::: Data shown

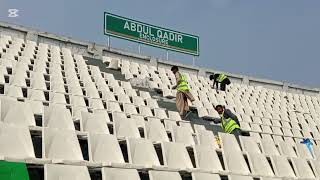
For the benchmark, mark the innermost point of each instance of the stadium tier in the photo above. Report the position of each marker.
(78, 110)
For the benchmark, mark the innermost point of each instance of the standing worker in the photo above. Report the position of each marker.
(220, 78)
(183, 93)
(229, 121)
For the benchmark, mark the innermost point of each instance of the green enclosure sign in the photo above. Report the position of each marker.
(129, 29)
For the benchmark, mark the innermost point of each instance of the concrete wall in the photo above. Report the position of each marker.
(93, 50)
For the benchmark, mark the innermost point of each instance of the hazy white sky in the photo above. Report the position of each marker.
(274, 39)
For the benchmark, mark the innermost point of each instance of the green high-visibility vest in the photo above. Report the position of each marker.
(228, 125)
(13, 171)
(221, 77)
(183, 84)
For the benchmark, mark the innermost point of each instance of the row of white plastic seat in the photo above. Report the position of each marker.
(53, 172)
(63, 147)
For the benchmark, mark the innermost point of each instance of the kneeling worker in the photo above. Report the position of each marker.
(229, 121)
(220, 78)
(183, 93)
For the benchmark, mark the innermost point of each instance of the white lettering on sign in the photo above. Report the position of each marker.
(146, 33)
(13, 12)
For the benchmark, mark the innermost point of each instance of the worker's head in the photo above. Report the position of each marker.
(211, 77)
(219, 108)
(174, 69)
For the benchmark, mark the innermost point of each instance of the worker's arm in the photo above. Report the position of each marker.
(216, 83)
(228, 113)
(217, 120)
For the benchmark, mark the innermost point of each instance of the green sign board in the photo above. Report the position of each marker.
(137, 31)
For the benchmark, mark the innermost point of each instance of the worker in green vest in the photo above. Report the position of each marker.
(183, 93)
(229, 121)
(220, 78)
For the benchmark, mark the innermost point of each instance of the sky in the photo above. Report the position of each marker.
(272, 39)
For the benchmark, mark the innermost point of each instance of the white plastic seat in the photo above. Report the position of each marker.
(61, 145)
(183, 135)
(269, 148)
(139, 120)
(302, 168)
(204, 176)
(160, 113)
(287, 150)
(259, 164)
(13, 91)
(94, 122)
(36, 95)
(92, 92)
(142, 153)
(58, 98)
(138, 101)
(175, 156)
(15, 142)
(113, 106)
(152, 103)
(144, 94)
(124, 127)
(161, 175)
(315, 164)
(18, 79)
(119, 174)
(77, 101)
(126, 85)
(15, 112)
(232, 155)
(57, 116)
(145, 111)
(130, 109)
(282, 167)
(155, 131)
(118, 90)
(237, 177)
(96, 104)
(303, 151)
(207, 159)
(65, 172)
(123, 98)
(207, 138)
(105, 149)
(109, 96)
(38, 81)
(249, 144)
(173, 115)
(131, 92)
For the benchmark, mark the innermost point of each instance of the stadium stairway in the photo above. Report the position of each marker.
(66, 116)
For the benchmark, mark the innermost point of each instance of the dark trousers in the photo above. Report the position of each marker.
(224, 83)
(237, 133)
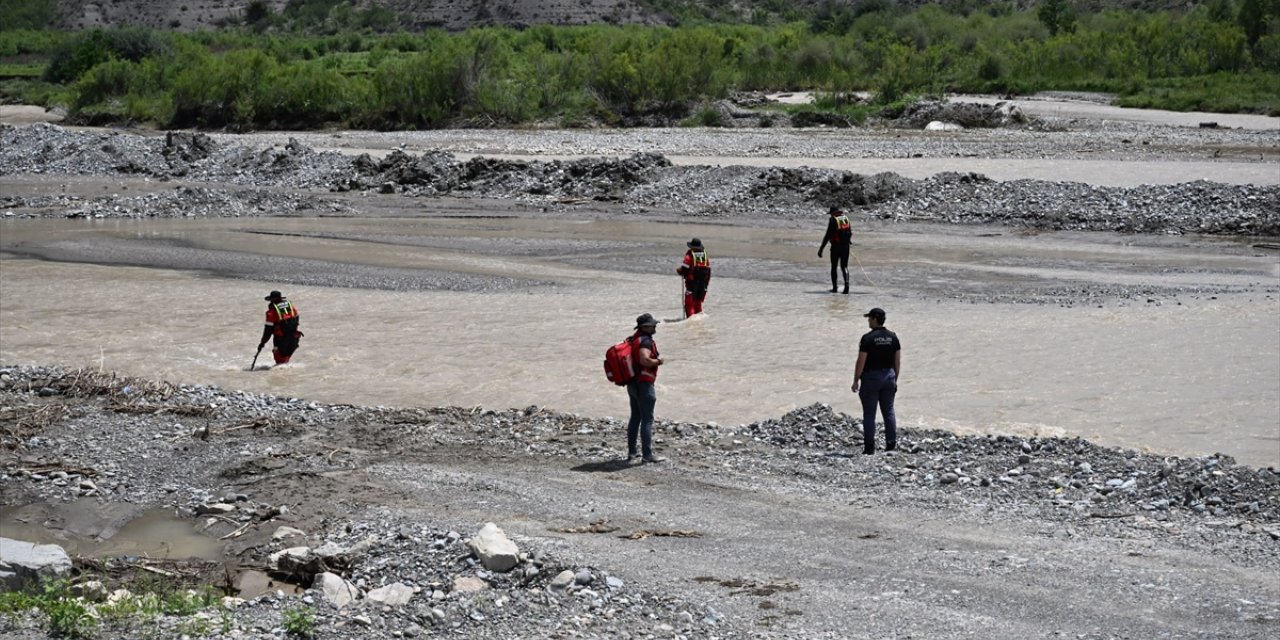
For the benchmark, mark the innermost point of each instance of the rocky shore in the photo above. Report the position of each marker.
(641, 182)
(242, 466)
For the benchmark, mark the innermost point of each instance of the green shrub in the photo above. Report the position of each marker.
(81, 54)
(300, 622)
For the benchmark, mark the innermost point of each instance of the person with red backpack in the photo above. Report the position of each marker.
(643, 392)
(696, 272)
(282, 328)
(840, 234)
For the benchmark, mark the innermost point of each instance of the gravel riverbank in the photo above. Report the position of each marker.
(351, 480)
(639, 182)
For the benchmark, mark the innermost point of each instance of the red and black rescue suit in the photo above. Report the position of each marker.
(696, 270)
(282, 328)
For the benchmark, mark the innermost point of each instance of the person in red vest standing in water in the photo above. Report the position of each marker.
(643, 392)
(840, 234)
(696, 272)
(282, 327)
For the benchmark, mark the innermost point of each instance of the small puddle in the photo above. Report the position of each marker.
(95, 530)
(250, 584)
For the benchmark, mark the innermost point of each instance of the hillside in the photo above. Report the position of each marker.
(460, 14)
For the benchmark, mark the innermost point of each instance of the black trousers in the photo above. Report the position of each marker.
(839, 257)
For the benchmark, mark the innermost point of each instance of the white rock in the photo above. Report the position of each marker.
(287, 531)
(469, 584)
(337, 590)
(392, 595)
(494, 549)
(23, 562)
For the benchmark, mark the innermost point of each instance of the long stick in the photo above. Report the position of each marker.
(684, 307)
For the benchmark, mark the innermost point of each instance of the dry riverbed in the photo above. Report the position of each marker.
(771, 529)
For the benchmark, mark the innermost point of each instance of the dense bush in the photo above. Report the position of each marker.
(242, 78)
(76, 56)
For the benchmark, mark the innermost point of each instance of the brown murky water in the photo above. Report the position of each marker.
(94, 530)
(1180, 374)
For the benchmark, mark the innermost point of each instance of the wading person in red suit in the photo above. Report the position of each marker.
(696, 272)
(282, 328)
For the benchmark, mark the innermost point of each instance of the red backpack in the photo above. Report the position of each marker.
(618, 366)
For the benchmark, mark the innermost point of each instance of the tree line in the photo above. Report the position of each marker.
(1221, 56)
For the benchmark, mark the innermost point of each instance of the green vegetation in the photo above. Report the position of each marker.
(1221, 56)
(69, 615)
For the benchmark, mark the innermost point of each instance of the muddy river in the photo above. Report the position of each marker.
(1185, 361)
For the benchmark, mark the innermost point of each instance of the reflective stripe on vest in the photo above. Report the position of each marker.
(284, 311)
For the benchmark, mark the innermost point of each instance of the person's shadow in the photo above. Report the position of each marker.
(607, 466)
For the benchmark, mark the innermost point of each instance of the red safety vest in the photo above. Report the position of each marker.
(282, 315)
(844, 231)
(647, 375)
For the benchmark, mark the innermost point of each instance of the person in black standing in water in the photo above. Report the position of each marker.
(840, 234)
(880, 362)
(641, 391)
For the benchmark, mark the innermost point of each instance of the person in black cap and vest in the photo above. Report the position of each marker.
(840, 234)
(643, 392)
(282, 328)
(880, 364)
(696, 272)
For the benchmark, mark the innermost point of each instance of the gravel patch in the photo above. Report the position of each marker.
(639, 182)
(272, 461)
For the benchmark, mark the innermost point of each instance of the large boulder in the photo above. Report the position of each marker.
(494, 549)
(22, 562)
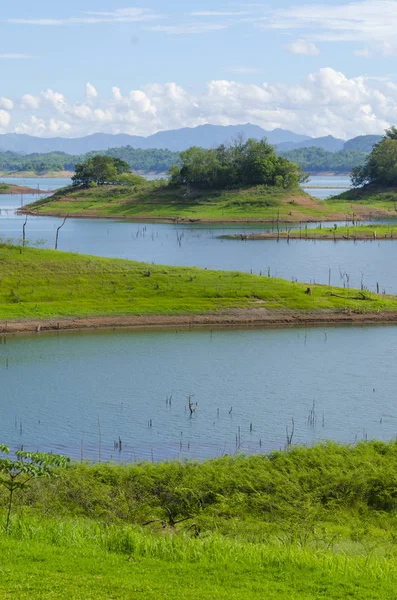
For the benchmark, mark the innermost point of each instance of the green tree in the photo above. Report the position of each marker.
(242, 163)
(380, 168)
(17, 474)
(100, 170)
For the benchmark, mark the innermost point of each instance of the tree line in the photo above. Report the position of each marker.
(250, 162)
(380, 167)
(317, 160)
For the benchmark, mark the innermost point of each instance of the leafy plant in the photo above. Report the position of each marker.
(17, 474)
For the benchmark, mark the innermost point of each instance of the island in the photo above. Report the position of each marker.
(48, 289)
(245, 182)
(6, 188)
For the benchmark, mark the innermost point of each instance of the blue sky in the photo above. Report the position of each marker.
(314, 67)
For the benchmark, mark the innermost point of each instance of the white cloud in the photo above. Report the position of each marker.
(120, 15)
(4, 119)
(373, 21)
(242, 70)
(325, 102)
(218, 13)
(90, 91)
(189, 28)
(17, 56)
(6, 103)
(30, 102)
(302, 46)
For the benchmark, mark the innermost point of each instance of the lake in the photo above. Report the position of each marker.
(59, 391)
(199, 245)
(323, 186)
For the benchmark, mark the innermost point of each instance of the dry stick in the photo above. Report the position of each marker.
(100, 439)
(24, 232)
(60, 227)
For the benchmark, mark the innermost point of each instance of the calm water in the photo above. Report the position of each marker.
(323, 186)
(44, 183)
(55, 388)
(58, 390)
(199, 245)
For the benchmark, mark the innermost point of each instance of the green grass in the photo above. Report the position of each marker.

::::::

• _Short task_: Return the listing above in full and without alteration, excluding its pictures.

• _Expected answer_:
For the benchmark, mark the innermost point of each instance of the stadium tier in the photo above. Report the position of each marker.
(78, 110)
For the benchmark, mark the innermost point of each instance of the standing worker in the photo above. Report the position of each marker.
(220, 78)
(183, 93)
(229, 121)
For the benchmark, mark the innermost point of each instance of the green enclosure sign in the photo above. Report the position of each marker.
(129, 29)
For the benchmark, mark the innermost point of each instance of the concrete wall in the photo above. Report the position of each marker.
(93, 50)
For the benchmark, mark the innermost point of each instance of the hazy white sky in the photo above. Report the position of each marker.
(274, 39)
For the benchmark, mark the innermost point of each instance of the green high-visibility vest in the photo above. Report the position of each marker.
(228, 125)
(13, 171)
(221, 77)
(183, 84)
For the benchmark, mark the innermost point of each instance of the row of white plastic seat in the photo above. Report the position of each marker.
(53, 172)
(63, 147)
For the benchmark, mark the innermost point of each instance of the kneeling worker in the photo above. Report the position of each marker.
(229, 121)
(220, 78)
(183, 93)
For the benchmark, mark the innermost point of each instance of the white lettering on sign in the photo above. Report the position of each marker.
(146, 33)
(13, 12)
For the benchmark, mark the innermost point of each instance of the worker's head in the photo above. Report the position of each marker.
(211, 77)
(219, 108)
(174, 69)
For the benchmark, mark the innermost point of each instance of the worker's arm in the photo above. Report the position of each marker.
(216, 83)
(228, 113)
(217, 120)
For the benchmark, mark the innermost point of each instance of the green sign board in the photo above. Report the position of each marker.
(137, 31)
For the benchmark, mark the innermost point of each instance of the worker in green vest in the photo above. Report the position of each marker.
(183, 93)
(229, 121)
(220, 78)
For the benchmark, mark the innermost point of each instance of the sky in the photo above. Report the position of each marker.
(272, 39)
For the benchmark, mark the innermost point of each instance of the white plastic seat in the photo above. Report the position of each marker.
(61, 145)
(183, 135)
(269, 148)
(139, 120)
(302, 168)
(204, 176)
(160, 113)
(287, 150)
(259, 164)
(13, 91)
(94, 122)
(36, 95)
(92, 92)
(142, 153)
(58, 98)
(138, 101)
(175, 156)
(15, 142)
(113, 106)
(152, 103)
(144, 94)
(124, 127)
(161, 175)
(315, 164)
(18, 79)
(119, 174)
(77, 101)
(126, 85)
(15, 112)
(232, 155)
(57, 116)
(145, 111)
(130, 109)
(282, 167)
(155, 131)
(118, 90)
(237, 177)
(96, 104)
(303, 151)
(207, 159)
(65, 172)
(123, 98)
(207, 138)
(105, 149)
(109, 96)
(38, 81)
(249, 144)
(173, 115)
(131, 92)
For the benchmark, mark the innermost point of each instance of the stadium stairway in the photo above. Report the position of each marker.
(66, 116)
For the benchmark, mark the innermost point of each instance of the dark trousers in the photo above. Report the position of each marker.
(224, 83)
(237, 133)
For the benchmark, mark the innermost point of each instance of the rocky shore in the photo above. Report the position of each marker.
(641, 182)
(242, 466)
For the benchmark, mark the innermost point of each instance of the green shrub in the photo above. Report the position of each marker.
(81, 54)
(300, 622)
For the benchmark, mark the innermost point of each instance of the person with red backpack in the photo above. Report the position of each marker.
(643, 392)
(696, 272)
(282, 328)
(840, 234)
For the benchmark, mark the innermost point of each instance of the gravel riverbank in the photo above. Report the position of each marker.
(351, 480)
(639, 182)
For the benchmark, mark the innermost point of each instance of the red and black rescue suit in the photo above. Report the position of each marker.
(696, 270)
(282, 328)
For the benchmark, mark the innermost point of each instance of the person in red vest standing in water in the photo above. Report the position of each marker.
(643, 392)
(840, 234)
(696, 272)
(282, 327)
For the benchmark, mark the innermost point of each instance of the small puddle in the photo above. Report the position of each marker.
(95, 530)
(250, 584)
For the benchmark, mark the innermost point of each instance of the hillside in the photo above. Report the position of each marker.
(460, 14)
For the benchmark, mark the innermost point of each instance of the black trousers in the photo above. Report the position of each marker.
(839, 257)
For the benchmark, mark the innermost point of each instance of the white rock in the photo above. Report the position of each marker.
(287, 531)
(469, 584)
(337, 590)
(392, 595)
(494, 549)
(23, 562)
For the benchmark, mark the innermost point of each instance of the long stick in the photo above. Report the position of each marker.
(684, 307)
For the benchmark, mark the innermost point of each instance of the dry riverbed in the photo above. Report the position of each marker.
(771, 529)
For the benchmark, mark the innermost point of each instance of the dense bush in the photo above. Report the position of each marker.
(242, 78)
(76, 56)
For the benchmark, mark the innermost point of each instance of the brown murky water in the photo above. Report the position of each marker.
(94, 530)
(1180, 374)
For the benchmark, mark the innermost point of each instance of the wading person in red suit in the photo above. Report the position of each marker.
(696, 272)
(282, 328)
For the benchmark, mark the innermost point of each instance of the red backpack in the photo above. Report the position of each marker.
(618, 366)
For the benchmark, mark the innermost point of each instance of the tree line in the photo above. Report the position of each marker.
(1221, 56)
For the benchmark, mark the innermost point of each instance of the green vegetation in the photo above. Report the position of each marker.
(1221, 56)
(69, 615)
For the benchmark, mark the innermost point of each instance of the muddy river in the photo above. Report the position of each marker.
(1185, 361)
For the benchmark, mark the innermost point of each instance of the reflective stripe on vest in the photo above. Report the position of each marker.
(284, 311)
For the benchmark, mark the innermost point of each instance of the person's shadow in the photo above. Report the position of each marker.
(607, 466)
For the benchmark, mark the innermost point of each instance of the red safety vest in the photo above. Report the position of each marker.
(282, 315)
(844, 231)
(647, 375)
For the benchmark, mark the innermost point of each instance of the person in black standing in water in the photo above. Report the position of each marker.
(840, 234)
(880, 362)
(641, 391)
For the benchmark, mark the innermost point of each instance of the person in black cap and vest in the photo above. Report the position of each marker.
(840, 234)
(643, 392)
(282, 328)
(880, 364)
(696, 272)
For the benchmark, mark the innermost point of each instance of the gravel patch in the photo above. Report the position of each marker.
(639, 182)
(272, 461)
For the benchmark, mark the innermost point of each instance of the large boulder in the photo above. Report the position of each marker.
(494, 549)
(22, 562)
For the benchmark, mark the innermost point of each instance of the green tree in the photo above. Report the position of each marker.
(242, 163)
(380, 168)
(17, 474)
(100, 170)
For the benchmark, mark the innermost point of each instance of the tree line in the photo above. Report the position of each marker.
(250, 162)
(380, 167)
(317, 160)
For the benchmark, mark the innermost point of each instance of the leafy plant in the photo above. Report the position of each marker.
(17, 474)
For the benchmark, mark the innermost point of each instance of the island in the photo above. Report the position of each marker.
(48, 289)
(245, 182)
(6, 188)
For the benchmark, mark the innermost point of each instance of the blue sky in the photo above. Report the position of each marker.
(314, 67)
For the benchmark, mark the innermost point of each instance of the white cloud in the photo above. Report the position of each marker.
(120, 15)
(4, 119)
(373, 21)
(242, 70)
(325, 102)
(218, 13)
(90, 91)
(189, 28)
(17, 56)
(6, 103)
(30, 102)
(302, 46)
For the benchmark, mark the innermost point of each instance of the lake in the photo above. Report the position of each marker.
(59, 391)
(199, 245)
(323, 186)
For the benchmark, mark the innermost point of each instance of the dry stick in the photo above. Report the position of each marker.
(100, 439)
(24, 232)
(60, 227)
For the benchmark, mark the innermost point of each instance of the calm water in the photo above. Report the position of each marker.
(323, 186)
(44, 183)
(55, 388)
(58, 390)
(199, 245)
For the benchmark, mark the innermost point of each instance of the green grass in the photo above. Report the position of each marker.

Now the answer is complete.